** START **
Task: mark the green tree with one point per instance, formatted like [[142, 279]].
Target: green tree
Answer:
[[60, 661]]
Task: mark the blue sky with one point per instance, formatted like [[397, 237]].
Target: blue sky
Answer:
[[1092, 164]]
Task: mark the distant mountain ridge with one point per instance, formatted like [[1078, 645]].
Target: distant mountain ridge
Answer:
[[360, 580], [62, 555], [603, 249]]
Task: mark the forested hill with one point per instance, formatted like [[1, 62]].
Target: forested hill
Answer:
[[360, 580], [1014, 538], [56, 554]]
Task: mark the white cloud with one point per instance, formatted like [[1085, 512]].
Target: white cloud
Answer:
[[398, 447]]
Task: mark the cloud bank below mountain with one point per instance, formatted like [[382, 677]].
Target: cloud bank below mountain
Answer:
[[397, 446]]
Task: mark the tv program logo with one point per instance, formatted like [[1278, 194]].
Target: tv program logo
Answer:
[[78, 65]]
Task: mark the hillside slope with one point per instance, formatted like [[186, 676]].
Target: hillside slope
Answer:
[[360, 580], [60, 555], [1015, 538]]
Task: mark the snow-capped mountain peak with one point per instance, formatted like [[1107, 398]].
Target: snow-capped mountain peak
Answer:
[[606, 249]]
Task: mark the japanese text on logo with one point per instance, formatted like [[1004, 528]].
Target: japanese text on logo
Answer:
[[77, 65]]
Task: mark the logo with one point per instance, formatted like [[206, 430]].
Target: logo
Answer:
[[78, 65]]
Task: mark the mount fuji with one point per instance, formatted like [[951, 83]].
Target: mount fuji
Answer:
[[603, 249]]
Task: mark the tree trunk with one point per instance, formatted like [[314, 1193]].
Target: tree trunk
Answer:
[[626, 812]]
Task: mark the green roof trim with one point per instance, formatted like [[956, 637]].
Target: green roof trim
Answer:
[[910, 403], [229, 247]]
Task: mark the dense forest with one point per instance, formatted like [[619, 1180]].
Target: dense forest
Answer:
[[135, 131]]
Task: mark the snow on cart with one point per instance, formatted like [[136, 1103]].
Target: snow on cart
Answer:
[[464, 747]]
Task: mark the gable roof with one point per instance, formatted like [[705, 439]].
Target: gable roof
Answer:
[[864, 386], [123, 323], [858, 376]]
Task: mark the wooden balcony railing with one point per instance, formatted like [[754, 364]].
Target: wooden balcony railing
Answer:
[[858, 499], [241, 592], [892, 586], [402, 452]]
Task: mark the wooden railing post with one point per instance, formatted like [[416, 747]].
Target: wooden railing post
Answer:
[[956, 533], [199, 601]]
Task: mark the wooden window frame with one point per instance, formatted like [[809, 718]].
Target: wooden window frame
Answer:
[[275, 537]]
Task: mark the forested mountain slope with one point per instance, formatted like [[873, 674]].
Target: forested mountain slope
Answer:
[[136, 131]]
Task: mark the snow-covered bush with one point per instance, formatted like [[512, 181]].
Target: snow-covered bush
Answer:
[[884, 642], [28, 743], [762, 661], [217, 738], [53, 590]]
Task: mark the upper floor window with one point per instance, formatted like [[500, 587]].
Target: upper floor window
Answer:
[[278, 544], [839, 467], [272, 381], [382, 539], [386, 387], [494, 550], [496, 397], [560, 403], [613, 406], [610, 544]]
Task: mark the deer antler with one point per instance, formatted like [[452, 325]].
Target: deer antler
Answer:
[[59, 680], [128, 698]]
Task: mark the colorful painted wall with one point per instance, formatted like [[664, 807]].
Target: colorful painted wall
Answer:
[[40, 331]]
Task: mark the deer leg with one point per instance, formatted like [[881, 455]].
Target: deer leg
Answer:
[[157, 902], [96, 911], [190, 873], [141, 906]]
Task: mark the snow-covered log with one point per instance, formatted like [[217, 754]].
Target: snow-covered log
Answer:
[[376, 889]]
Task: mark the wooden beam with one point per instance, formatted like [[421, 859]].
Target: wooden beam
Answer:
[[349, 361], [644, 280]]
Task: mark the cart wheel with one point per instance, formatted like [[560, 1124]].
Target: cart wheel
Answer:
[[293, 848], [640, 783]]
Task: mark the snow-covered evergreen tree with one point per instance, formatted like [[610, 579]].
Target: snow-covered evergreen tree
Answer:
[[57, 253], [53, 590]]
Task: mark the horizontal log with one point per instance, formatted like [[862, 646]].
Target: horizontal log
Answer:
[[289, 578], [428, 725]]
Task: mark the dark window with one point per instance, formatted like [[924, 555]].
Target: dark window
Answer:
** END **
◆ AIM OF THE TASK:
Exactly reproduce every record.

◆ THE REPLY:
Task: mark the green tree with one point per instance, formatted like [[142, 279]].
Target: green tree
Answer:
[[60, 661]]
Task: mark the blue sky with one point per instance, formatted like [[397, 237]].
Target: blue sky
Answer:
[[1092, 164]]
Task: mark the distant mountain ridge with one point per instance, formatted like [[1078, 645]].
Target: distant mountain ridge
Answer:
[[360, 580], [62, 555], [603, 249]]
Task: mark the forested hill with one point per instance, formatted like [[1, 62]].
Target: forested hill
Answer:
[[360, 580], [1014, 538], [56, 554]]
Task: mark the white cloud with one point per instance, formatted like [[1085, 512]].
Target: white cloud
Answer:
[[398, 447]]
Task: mark the cloud bank below mountain with one point per instance, formatted like [[382, 677]].
Target: cloud bank below mountain
Answer:
[[397, 446]]
Task: mark the tv program logo with one point per instance, formatted like [[1278, 194]].
Target: tv program logo
Answer:
[[78, 65]]
Task: mark the hillside slope with one point per instance, formatted like [[186, 676]].
Target: hillside slope
Answer:
[[360, 580], [60, 555], [1015, 538]]
Task: mark the snow-capped mountain peak with one point per instance, formatted like [[1107, 398]].
Target: snow-capped mountain peak
Answer:
[[606, 249]]
Task: mark the japanese text on logo with one point per instance, formatted like [[1004, 528]].
Target: japanese text on logo
Answer:
[[77, 65]]
Task: mark the logo with one point per instance, formatted like [[206, 430]].
Target: logo
Answer:
[[78, 65]]
Task: mark the mount fuji with one point per instance, formatted like [[951, 83]].
Target: mount fuji
Answer:
[[603, 249]]
Task: mark the tree trunk with one point per instance, formatted like [[314, 1193]].
Target: tree trunk
Answer:
[[626, 812]]
Task: mark the green roof trim with one point per instance, formatted like [[956, 637]].
Target: green roof trim
Answer:
[[910, 403], [229, 247]]
Task: mark the dense forest with one point per instance, formatted like [[619, 1180]].
Target: dense forest
Answer:
[[135, 131]]
Task: mark the snow on cart with one point per instance, formatted like [[136, 1103]].
Target: snow on cart
Answer:
[[464, 747]]
Task: mark the gable roof with one point per instance, formatted like [[705, 439]].
Target: gable roof
Answer:
[[864, 386], [123, 323], [858, 376]]
Task: mark the wooden balcony railing with one point per instance, formatted like [[754, 364]].
Target: wooden balcony railing
Answer:
[[858, 499], [241, 592], [892, 586], [402, 452]]
Task: mark the wooden railing post with one point per instance, formatted like [[416, 747]].
Target: wooden railing post
Answer:
[[956, 533], [199, 601]]
Task: mark the wooden window frame with one point per instance, formatted like [[809, 718]].
Target: wooden window frame
Answer:
[[275, 537]]
Task: mark the forested mountain slope with one point per instance, formatted like [[873, 674]].
Target: forested mountain slope
Answer:
[[136, 131]]
Task: mark the snow-covered bush with one point per instance, formatted like [[512, 181]].
Target: snow-covered bush
Answer:
[[884, 642], [28, 743], [762, 661], [217, 738], [53, 590]]
Task: mark the upper floor window with one point per instance, formatted like [[500, 587]].
Target: upper floor window
Answer:
[[278, 544], [839, 467], [272, 381], [382, 539], [386, 387], [494, 550], [496, 397], [560, 403], [613, 406], [610, 544]]
Task: mark the deer antler with one point per instance, formatted like [[452, 325]].
Target: deer antler
Answer:
[[59, 680], [128, 698]]
Task: mark the colorful painted wall with one point per instance, formatted like [[664, 807]].
Target: colorful painted wall
Answer:
[[40, 331]]
Task: mark the deer leg with one point per instance, formatted like [[881, 455]].
Target: deer leg
Answer:
[[157, 902], [96, 911], [190, 873], [141, 906]]
Task: mark the snow-covered log with one point per instance, formatted like [[217, 754]].
Target: snow-covered log
Answer:
[[376, 889]]
Task: mark the wooden beam with one point per instance, formatted like [[421, 859]].
Target: wooden beam
Answer:
[[349, 361], [644, 280]]
Task: mark the cart wheel with one point per instance, formatted like [[560, 1124]].
Target: cart wheel
Answer:
[[293, 848], [640, 783]]
Task: mark the snow-covered evergreen tree with one point per instance, formatted like [[610, 579]].
Target: snow-covered evergreen tree
Answer:
[[57, 253], [53, 590]]
Task: mark the horizontal log with one point per instance, formatted like [[862, 646]].
Target: horizontal log
Answer:
[[289, 578], [428, 725]]
Task: mark the dark window with one point per instance, formatted like [[924, 555]].
Target: dark window
Answer:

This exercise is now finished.